## WHAT YOU NEED TO DO
Locate the line that contains "Target: concrete walkway". Copy it and every following line through the end of the records, exactly, and include nothing else.

[[ PROVIDED RECORDS open ]]

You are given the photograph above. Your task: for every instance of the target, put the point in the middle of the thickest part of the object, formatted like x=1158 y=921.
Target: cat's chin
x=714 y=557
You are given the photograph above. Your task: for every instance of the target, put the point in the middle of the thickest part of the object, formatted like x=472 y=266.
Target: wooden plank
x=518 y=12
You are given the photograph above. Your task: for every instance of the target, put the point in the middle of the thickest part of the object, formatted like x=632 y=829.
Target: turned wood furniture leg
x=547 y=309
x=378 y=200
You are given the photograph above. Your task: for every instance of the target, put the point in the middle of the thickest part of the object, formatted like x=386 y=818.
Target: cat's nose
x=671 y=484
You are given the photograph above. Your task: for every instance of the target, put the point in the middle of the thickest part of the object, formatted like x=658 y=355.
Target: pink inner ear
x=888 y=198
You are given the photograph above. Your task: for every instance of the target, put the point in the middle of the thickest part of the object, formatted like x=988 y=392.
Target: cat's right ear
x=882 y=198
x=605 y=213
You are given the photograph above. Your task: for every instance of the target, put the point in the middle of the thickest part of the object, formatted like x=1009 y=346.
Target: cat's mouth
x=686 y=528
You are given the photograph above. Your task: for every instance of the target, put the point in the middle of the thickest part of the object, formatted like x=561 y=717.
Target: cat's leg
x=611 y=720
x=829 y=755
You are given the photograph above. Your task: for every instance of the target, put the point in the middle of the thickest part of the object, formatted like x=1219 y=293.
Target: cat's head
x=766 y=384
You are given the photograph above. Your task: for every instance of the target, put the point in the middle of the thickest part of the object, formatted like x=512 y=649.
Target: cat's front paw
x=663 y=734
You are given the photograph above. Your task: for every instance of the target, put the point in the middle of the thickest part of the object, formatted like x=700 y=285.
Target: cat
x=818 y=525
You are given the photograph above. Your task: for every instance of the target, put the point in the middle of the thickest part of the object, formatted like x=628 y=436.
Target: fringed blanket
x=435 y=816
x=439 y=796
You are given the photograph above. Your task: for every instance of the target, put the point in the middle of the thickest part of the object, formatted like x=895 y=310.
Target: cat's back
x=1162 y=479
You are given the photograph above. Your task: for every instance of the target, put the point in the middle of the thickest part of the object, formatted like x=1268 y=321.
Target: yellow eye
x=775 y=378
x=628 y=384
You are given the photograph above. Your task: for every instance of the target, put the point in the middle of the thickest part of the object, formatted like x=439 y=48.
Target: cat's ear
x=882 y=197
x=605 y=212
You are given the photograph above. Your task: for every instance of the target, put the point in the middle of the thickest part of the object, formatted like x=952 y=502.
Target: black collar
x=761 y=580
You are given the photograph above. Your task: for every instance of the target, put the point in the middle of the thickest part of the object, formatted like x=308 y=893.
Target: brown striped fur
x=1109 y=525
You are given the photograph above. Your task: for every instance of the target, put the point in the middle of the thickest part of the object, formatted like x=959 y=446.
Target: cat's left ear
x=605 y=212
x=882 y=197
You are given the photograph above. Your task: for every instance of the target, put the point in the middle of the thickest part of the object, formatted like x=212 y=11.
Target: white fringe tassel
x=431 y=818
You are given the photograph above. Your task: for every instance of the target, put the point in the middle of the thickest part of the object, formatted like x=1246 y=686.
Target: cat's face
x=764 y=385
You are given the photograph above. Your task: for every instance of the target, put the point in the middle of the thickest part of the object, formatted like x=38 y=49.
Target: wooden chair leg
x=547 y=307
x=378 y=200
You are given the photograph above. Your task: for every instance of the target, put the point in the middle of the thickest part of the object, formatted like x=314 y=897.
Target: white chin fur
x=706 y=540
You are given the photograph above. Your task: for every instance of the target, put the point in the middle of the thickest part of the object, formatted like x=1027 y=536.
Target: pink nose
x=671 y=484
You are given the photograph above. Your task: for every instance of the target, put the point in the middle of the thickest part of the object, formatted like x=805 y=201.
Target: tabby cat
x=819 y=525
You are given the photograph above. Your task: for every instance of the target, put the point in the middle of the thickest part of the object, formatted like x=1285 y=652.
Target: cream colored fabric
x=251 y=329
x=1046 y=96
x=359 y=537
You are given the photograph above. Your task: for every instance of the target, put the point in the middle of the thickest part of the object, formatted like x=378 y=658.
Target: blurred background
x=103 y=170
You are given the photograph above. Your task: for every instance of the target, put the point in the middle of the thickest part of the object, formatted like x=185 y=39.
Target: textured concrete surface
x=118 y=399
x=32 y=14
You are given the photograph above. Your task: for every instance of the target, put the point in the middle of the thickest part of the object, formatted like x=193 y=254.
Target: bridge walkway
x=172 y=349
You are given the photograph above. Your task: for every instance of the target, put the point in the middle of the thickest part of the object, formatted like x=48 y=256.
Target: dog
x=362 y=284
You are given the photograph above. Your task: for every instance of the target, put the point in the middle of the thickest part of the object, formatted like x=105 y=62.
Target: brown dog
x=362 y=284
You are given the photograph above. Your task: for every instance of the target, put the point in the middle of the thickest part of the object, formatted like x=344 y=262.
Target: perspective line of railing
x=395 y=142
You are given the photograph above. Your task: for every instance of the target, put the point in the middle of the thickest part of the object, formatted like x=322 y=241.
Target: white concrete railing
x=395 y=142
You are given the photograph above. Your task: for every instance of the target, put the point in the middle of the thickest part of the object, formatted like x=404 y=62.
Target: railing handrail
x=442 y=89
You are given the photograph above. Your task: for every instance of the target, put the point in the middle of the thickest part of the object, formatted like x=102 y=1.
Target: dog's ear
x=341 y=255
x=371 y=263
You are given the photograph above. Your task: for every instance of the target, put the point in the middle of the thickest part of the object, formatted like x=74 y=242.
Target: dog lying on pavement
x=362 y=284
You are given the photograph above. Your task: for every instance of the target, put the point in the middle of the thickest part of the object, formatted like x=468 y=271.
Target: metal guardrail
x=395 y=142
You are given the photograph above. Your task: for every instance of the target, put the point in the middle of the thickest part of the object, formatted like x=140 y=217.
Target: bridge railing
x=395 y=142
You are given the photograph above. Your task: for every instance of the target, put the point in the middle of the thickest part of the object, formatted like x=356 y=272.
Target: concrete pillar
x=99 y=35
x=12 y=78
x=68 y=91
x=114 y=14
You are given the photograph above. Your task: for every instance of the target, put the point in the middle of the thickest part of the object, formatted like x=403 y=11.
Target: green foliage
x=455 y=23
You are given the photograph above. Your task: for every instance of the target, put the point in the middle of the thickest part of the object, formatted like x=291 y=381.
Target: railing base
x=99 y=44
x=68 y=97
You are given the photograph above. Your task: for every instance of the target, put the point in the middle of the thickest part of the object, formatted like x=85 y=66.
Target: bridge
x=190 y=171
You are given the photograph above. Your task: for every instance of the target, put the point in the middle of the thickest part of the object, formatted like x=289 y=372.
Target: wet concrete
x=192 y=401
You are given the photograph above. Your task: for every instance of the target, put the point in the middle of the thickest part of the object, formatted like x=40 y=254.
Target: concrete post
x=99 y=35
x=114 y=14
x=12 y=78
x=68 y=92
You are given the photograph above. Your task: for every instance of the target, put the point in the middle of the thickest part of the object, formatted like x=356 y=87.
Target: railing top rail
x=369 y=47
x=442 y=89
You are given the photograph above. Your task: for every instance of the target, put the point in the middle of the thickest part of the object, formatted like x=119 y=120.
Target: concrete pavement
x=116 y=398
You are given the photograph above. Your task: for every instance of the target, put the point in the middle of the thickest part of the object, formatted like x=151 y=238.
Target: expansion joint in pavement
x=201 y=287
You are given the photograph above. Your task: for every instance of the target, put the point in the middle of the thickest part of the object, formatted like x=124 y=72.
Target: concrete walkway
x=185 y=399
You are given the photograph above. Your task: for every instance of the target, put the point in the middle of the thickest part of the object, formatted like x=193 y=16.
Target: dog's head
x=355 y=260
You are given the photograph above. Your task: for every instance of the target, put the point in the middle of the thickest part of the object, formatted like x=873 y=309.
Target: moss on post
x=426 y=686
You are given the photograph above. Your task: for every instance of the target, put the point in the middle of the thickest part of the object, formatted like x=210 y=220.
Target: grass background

[[ PROVIDED RECORDS closed ]]

## REPLY
Target: concrete walkway
x=185 y=399
You are given the photograph above. Your task: for every instance of the target, put the point in the middle of the thickest part of the object, formatted like x=193 y=16.
Target: dog's head
x=355 y=260
You are given the photograph above. Your task: for every instance of the target, put the point in the middle of the thickest part of the object, formatted like x=873 y=309.
Target: moss on post
x=426 y=686
You are given the photograph above. Your task: for every instance of the target, put the point in the middle of the thickest part of the object, formatted like x=210 y=220.
Target: grass background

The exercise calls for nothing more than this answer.